__Exercise description__: Shorten the paragraph of the consultation response below that opens "The BSA’s response to HM Treasury’s consultation" into a single sentence that keeps its main facts.

__Passage shown__:

● ● ● ● ●

Link to BSA response
Changes to the Threshold Conditions sourcebook (COND) (Chapter 4)
Question 3: Do you agree the COND Sourcebook should be retained in the FCA Handbook?
8. We agree that the COND Sourcebook should be retained for the reasons given in paragraph 4.15 of the CP.
9. The BSA’s response to HM Treasury’s consultation on draft secondary legislation (see above) contains comments on the proposed changes to threshold conditions. In the context of the FCA, we expressed some concerns about how the ‘effective supervision’ threshold condition would work in practice.
Question 4: Do you agree with the amendments to COND as set out in the Instrument at Appendix 5?
10. As explained in paragraph 4.17 of the CP, this appears to be mainly a tidying-up exercise and, as such, seems to be appropriate.
Question 5: Do you agree that the Instrument sufficiently draws the distinction between the guidance that applies to dual-regulated firms and that which applies to FCA-only regulated firms?

● ● ● ● ●

[Stored dataset items]

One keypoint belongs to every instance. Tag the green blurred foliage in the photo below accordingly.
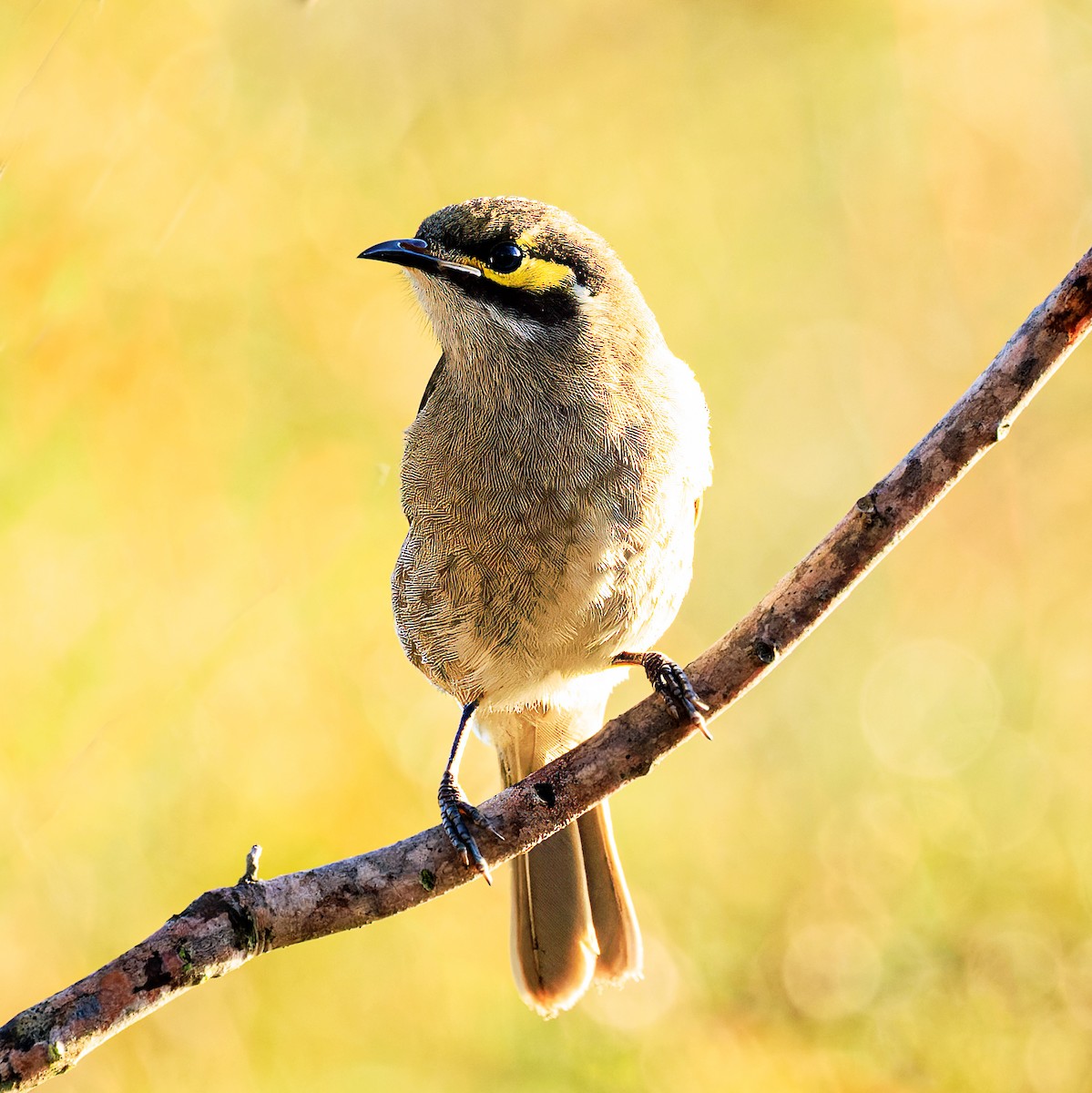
(880, 875)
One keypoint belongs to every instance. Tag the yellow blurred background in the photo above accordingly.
(879, 877)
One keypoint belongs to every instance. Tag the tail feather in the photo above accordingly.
(612, 915)
(573, 922)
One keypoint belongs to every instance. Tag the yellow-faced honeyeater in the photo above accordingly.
(552, 482)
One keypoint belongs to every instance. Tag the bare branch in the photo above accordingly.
(227, 927)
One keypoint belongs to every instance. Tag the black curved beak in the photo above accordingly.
(414, 255)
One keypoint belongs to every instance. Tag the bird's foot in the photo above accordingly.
(672, 684)
(454, 813)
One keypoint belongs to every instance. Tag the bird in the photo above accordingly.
(552, 482)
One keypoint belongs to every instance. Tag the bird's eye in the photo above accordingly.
(505, 258)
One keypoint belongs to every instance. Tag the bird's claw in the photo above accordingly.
(672, 683)
(456, 812)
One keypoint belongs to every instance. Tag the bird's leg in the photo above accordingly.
(454, 810)
(670, 682)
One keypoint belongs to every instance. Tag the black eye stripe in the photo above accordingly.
(505, 258)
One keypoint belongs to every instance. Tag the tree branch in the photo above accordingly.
(225, 928)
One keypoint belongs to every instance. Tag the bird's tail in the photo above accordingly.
(573, 922)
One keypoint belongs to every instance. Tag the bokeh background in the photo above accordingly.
(880, 874)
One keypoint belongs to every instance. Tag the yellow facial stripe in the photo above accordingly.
(534, 274)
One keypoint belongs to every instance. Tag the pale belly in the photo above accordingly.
(518, 577)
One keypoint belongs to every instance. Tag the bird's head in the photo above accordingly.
(513, 277)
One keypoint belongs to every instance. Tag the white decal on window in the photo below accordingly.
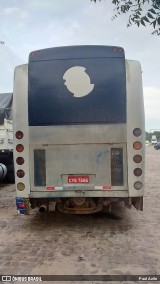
(78, 81)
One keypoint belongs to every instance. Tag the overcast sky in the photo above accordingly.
(27, 25)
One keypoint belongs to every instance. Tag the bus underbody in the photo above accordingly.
(76, 205)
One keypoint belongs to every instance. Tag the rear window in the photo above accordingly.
(77, 91)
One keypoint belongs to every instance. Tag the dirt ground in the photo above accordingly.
(54, 243)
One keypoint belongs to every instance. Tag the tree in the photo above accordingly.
(141, 12)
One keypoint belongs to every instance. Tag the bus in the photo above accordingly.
(79, 136)
(6, 138)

● ● ● ● ●

__Response to the task__: The BSA’s response to HM Treasury’s consultation on draft secondary legislation comments on the proposed threshold condition changes and, for the FCA, raises concerns about how the ‘effective supervision’ condition would work in practice.